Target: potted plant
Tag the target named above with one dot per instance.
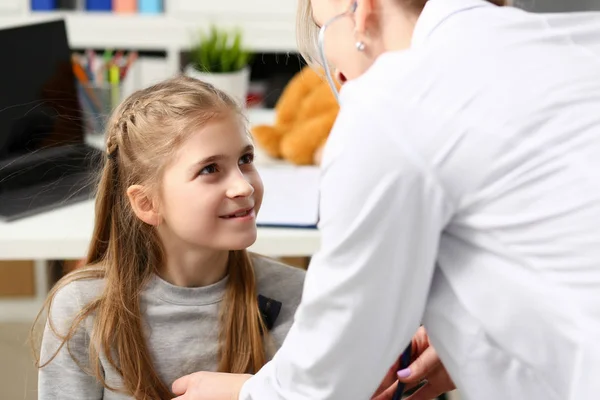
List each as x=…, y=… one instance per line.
x=219, y=58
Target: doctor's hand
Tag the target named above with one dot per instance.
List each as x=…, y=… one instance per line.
x=209, y=386
x=426, y=366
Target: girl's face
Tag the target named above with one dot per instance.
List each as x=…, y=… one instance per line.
x=211, y=191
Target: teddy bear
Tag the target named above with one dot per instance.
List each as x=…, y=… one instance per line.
x=304, y=115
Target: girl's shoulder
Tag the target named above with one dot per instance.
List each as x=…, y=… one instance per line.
x=277, y=280
x=76, y=290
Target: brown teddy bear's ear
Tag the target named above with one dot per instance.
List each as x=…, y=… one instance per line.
x=268, y=138
x=300, y=144
x=294, y=94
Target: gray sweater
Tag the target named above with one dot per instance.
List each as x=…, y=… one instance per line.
x=182, y=330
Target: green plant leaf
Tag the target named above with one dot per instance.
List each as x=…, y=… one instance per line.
x=220, y=51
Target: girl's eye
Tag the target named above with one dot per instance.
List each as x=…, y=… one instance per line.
x=247, y=159
x=209, y=169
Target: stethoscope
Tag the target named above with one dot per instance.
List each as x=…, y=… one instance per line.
x=406, y=355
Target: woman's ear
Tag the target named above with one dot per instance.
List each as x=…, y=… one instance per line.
x=364, y=11
x=142, y=205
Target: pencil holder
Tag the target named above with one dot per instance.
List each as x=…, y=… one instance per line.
x=150, y=6
x=97, y=102
x=43, y=5
x=98, y=5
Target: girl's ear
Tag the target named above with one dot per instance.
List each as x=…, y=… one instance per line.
x=142, y=205
x=364, y=11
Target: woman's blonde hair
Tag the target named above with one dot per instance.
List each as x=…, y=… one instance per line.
x=307, y=31
x=143, y=134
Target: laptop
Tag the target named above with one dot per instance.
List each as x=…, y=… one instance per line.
x=44, y=161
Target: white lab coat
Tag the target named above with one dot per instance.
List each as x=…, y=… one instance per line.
x=460, y=189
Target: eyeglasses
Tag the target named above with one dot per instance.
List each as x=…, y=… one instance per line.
x=321, y=47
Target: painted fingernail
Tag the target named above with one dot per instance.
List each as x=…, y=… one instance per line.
x=404, y=373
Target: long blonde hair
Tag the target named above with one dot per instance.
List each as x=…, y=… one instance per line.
x=307, y=31
x=143, y=133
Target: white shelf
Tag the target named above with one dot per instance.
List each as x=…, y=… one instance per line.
x=262, y=32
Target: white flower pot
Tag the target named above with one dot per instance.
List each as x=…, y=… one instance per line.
x=234, y=84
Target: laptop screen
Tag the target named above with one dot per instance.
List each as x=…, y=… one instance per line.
x=38, y=96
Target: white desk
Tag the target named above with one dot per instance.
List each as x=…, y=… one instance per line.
x=65, y=233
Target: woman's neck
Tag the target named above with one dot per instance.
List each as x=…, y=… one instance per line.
x=194, y=267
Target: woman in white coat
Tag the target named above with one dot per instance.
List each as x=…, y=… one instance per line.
x=460, y=190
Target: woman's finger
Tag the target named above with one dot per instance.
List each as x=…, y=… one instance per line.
x=426, y=392
x=387, y=394
x=418, y=370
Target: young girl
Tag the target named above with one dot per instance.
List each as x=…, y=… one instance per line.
x=169, y=288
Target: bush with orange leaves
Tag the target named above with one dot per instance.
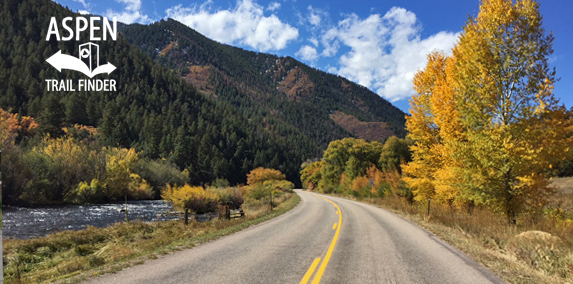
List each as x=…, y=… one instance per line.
x=194, y=198
x=260, y=175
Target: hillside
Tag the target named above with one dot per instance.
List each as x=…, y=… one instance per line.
x=287, y=89
x=364, y=130
x=153, y=110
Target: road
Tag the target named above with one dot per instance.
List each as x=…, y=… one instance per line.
x=308, y=244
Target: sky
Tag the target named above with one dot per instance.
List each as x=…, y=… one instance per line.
x=378, y=44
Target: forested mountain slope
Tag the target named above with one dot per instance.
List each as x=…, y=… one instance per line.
x=291, y=91
x=241, y=115
x=153, y=110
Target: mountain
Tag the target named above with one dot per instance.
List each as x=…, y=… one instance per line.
x=213, y=109
x=289, y=90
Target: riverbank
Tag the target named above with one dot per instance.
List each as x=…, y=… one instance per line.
x=73, y=256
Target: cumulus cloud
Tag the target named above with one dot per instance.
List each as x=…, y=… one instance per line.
x=245, y=24
x=307, y=53
x=83, y=2
x=385, y=51
x=274, y=6
x=131, y=13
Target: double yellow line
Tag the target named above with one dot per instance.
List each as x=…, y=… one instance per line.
x=324, y=263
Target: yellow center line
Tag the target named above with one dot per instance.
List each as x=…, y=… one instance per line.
x=326, y=259
x=310, y=271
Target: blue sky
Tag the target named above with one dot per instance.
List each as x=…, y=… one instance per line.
x=379, y=44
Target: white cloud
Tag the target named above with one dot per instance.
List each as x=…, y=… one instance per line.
x=314, y=41
x=274, y=6
x=245, y=24
x=307, y=53
x=385, y=52
x=315, y=16
x=131, y=13
x=83, y=2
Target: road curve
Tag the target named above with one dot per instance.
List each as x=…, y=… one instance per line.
x=371, y=246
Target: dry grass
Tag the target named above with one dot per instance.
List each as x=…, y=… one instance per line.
x=536, y=250
x=76, y=255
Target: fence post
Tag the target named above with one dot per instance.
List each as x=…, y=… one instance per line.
x=429, y=200
x=126, y=213
x=186, y=216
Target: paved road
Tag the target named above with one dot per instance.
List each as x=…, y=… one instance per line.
x=307, y=244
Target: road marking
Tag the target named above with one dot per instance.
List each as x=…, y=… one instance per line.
x=324, y=263
x=310, y=271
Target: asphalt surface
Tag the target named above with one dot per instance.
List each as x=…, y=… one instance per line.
x=371, y=246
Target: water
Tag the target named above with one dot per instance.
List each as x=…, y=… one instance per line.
x=24, y=223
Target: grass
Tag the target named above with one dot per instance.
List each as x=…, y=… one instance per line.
x=74, y=256
x=536, y=250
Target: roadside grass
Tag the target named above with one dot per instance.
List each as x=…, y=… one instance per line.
x=537, y=250
x=74, y=256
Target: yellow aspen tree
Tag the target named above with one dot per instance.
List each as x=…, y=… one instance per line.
x=424, y=127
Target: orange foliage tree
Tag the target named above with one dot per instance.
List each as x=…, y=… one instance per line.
x=260, y=175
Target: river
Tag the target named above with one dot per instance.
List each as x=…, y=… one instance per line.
x=25, y=223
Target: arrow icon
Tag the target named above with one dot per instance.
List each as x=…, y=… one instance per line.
x=64, y=61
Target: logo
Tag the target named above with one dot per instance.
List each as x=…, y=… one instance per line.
x=91, y=68
x=88, y=61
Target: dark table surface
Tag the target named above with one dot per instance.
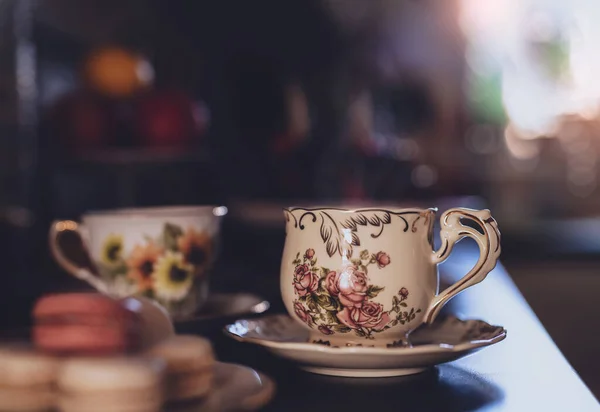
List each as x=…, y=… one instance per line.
x=525, y=372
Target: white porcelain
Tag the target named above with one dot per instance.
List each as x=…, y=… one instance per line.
x=164, y=253
x=236, y=388
x=445, y=340
x=369, y=276
x=155, y=323
x=227, y=305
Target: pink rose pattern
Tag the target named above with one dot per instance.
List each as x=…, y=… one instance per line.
x=341, y=301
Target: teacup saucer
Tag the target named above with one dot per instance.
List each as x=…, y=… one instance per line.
x=227, y=305
x=445, y=340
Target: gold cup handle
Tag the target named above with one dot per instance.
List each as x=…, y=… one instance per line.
x=452, y=231
x=56, y=229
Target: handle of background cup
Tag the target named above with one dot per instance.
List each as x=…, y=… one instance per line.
x=82, y=273
x=452, y=231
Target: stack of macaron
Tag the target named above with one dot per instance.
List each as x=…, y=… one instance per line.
x=88, y=354
x=190, y=364
x=27, y=379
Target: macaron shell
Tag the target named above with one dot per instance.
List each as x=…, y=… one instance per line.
x=31, y=399
x=90, y=375
x=22, y=367
x=81, y=338
x=185, y=353
x=187, y=386
x=112, y=401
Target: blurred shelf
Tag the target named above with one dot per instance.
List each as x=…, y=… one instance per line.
x=136, y=157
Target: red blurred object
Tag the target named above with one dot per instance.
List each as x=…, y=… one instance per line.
x=83, y=121
x=166, y=119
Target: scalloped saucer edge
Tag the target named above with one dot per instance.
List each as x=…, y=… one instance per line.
x=447, y=339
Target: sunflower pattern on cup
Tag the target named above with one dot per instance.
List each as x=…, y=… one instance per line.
x=342, y=300
x=112, y=250
x=163, y=268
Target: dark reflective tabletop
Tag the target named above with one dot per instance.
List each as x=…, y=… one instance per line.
x=525, y=372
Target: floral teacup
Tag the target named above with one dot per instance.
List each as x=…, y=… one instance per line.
x=369, y=276
x=163, y=253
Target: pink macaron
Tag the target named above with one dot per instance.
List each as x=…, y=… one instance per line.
x=83, y=323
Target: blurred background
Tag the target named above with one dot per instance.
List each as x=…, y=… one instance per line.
x=263, y=104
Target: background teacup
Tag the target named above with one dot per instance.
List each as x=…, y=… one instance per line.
x=164, y=253
x=369, y=276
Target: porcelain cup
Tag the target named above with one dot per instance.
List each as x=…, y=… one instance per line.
x=369, y=276
x=163, y=253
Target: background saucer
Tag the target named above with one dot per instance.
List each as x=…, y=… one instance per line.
x=227, y=305
x=447, y=339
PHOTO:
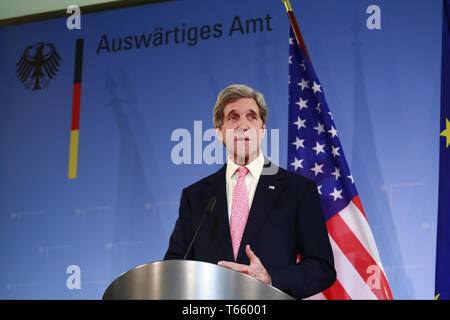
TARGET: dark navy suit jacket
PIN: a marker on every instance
(285, 220)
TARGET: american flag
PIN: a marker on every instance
(315, 151)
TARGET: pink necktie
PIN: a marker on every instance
(239, 211)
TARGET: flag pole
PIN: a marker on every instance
(295, 28)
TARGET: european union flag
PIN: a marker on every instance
(442, 285)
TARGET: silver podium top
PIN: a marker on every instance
(189, 280)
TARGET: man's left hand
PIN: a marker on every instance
(255, 269)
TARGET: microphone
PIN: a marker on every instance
(208, 210)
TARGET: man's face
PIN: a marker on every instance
(242, 130)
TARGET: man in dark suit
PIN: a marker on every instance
(264, 217)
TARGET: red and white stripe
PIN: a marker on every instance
(360, 273)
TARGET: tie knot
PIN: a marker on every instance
(242, 172)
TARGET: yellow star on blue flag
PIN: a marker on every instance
(446, 132)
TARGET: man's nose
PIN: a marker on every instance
(242, 125)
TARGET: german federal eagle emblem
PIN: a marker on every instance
(38, 65)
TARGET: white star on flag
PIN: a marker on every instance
(336, 194)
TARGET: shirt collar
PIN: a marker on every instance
(255, 167)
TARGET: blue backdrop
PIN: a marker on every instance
(151, 75)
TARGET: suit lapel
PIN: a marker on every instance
(268, 190)
(219, 231)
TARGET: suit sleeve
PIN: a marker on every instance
(315, 272)
(182, 233)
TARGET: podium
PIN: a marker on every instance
(189, 280)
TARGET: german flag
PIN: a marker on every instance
(74, 131)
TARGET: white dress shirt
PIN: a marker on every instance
(251, 179)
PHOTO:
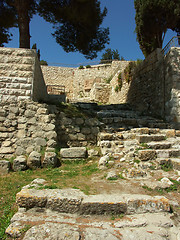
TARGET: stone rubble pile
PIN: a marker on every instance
(70, 214)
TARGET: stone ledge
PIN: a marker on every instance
(74, 201)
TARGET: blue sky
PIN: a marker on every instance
(121, 21)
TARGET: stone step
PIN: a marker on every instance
(47, 224)
(145, 138)
(74, 201)
(167, 153)
(16, 67)
(117, 113)
(16, 60)
(170, 162)
(159, 145)
(117, 122)
(16, 74)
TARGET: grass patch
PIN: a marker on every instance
(116, 217)
(147, 188)
(167, 166)
(76, 174)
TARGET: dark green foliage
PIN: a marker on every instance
(110, 55)
(81, 67)
(6, 22)
(153, 19)
(128, 72)
(88, 66)
(43, 62)
(76, 23)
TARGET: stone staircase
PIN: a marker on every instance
(139, 145)
(70, 214)
(16, 73)
(118, 116)
(152, 145)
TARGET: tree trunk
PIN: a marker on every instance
(22, 7)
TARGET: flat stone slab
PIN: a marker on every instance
(50, 225)
(73, 153)
(74, 201)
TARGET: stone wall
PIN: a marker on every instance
(59, 76)
(76, 131)
(121, 95)
(79, 83)
(20, 75)
(29, 126)
(172, 85)
(155, 88)
(25, 127)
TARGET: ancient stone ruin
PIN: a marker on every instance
(136, 130)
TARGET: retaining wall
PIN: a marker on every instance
(155, 88)
(20, 76)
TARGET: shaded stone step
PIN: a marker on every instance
(159, 145)
(145, 138)
(117, 113)
(167, 153)
(74, 201)
(46, 224)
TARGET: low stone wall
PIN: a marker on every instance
(120, 96)
(20, 76)
(25, 127)
(76, 131)
(79, 83)
(28, 126)
(172, 86)
(155, 88)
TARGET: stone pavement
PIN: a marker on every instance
(70, 214)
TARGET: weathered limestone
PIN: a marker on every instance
(73, 153)
(50, 160)
(34, 160)
(72, 200)
(20, 76)
(156, 226)
(19, 163)
(4, 167)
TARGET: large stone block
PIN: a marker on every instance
(34, 160)
(50, 159)
(4, 167)
(74, 152)
(145, 155)
(19, 164)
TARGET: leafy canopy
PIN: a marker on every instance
(110, 55)
(76, 23)
(153, 19)
(6, 22)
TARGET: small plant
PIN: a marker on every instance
(48, 187)
(137, 161)
(128, 72)
(167, 166)
(88, 66)
(25, 228)
(81, 67)
(144, 145)
(147, 188)
(109, 79)
(114, 217)
(121, 176)
(113, 178)
(116, 89)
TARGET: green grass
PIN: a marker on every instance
(75, 175)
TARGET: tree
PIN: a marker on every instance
(110, 55)
(6, 22)
(153, 19)
(76, 23)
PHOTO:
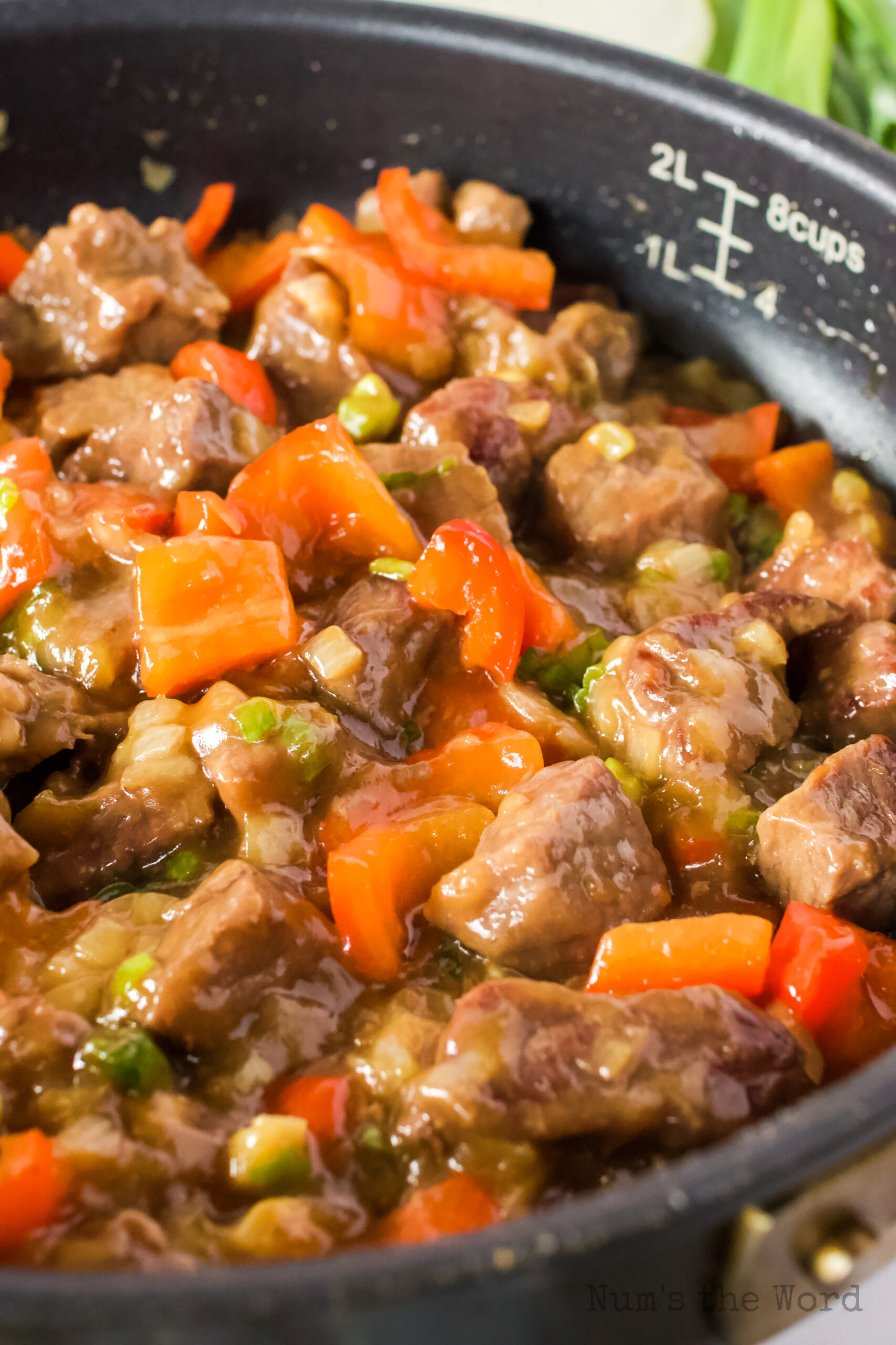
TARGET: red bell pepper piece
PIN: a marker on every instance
(13, 258)
(210, 215)
(320, 1099)
(456, 1206)
(204, 512)
(467, 572)
(241, 378)
(816, 959)
(209, 604)
(33, 1185)
(431, 248)
(312, 490)
(548, 623)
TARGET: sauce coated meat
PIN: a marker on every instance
(443, 752)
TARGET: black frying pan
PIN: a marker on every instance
(748, 232)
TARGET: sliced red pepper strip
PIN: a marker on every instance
(467, 572)
(13, 258)
(456, 1206)
(209, 217)
(241, 378)
(33, 1185)
(548, 622)
(432, 249)
(816, 961)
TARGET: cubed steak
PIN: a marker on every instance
(832, 842)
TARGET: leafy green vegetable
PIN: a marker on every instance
(401, 481)
(560, 676)
(130, 1060)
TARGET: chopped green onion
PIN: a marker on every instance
(130, 974)
(404, 481)
(633, 784)
(369, 412)
(182, 866)
(742, 822)
(256, 717)
(560, 676)
(128, 1060)
(392, 568)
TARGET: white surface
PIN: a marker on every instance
(681, 30)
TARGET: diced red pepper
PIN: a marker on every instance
(33, 1187)
(13, 258)
(320, 1099)
(210, 215)
(548, 623)
(209, 604)
(247, 271)
(816, 959)
(724, 950)
(466, 571)
(432, 249)
(27, 462)
(377, 880)
(314, 490)
(204, 512)
(456, 1206)
(241, 378)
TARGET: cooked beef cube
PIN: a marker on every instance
(832, 842)
(462, 490)
(300, 337)
(567, 858)
(612, 510)
(474, 412)
(611, 338)
(39, 716)
(38, 1044)
(486, 214)
(529, 1060)
(852, 695)
(591, 599)
(104, 291)
(396, 643)
(154, 795)
(428, 186)
(703, 688)
(844, 571)
(236, 938)
(190, 438)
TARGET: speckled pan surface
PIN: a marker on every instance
(742, 227)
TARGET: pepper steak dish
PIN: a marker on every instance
(446, 743)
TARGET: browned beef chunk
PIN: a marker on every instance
(567, 858)
(236, 938)
(38, 1044)
(615, 509)
(475, 412)
(192, 436)
(104, 291)
(853, 692)
(592, 599)
(39, 716)
(300, 335)
(844, 571)
(486, 214)
(529, 1060)
(610, 337)
(80, 409)
(397, 642)
(832, 842)
(462, 490)
(705, 688)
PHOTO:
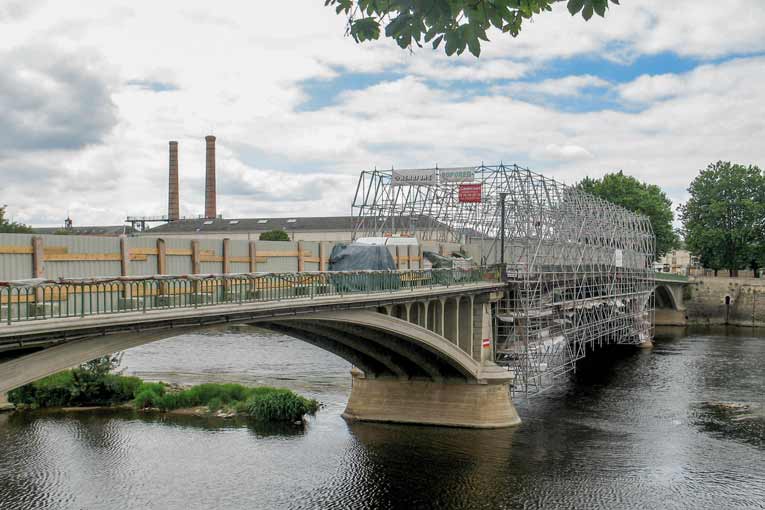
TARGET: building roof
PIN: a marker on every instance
(95, 230)
(327, 223)
(293, 224)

⁂

Problem: Some lines in the data above hold the string "steak". Find and copy each of them.

Response to the task:
TARGET: cubed steak
TARGET: pepper steak dish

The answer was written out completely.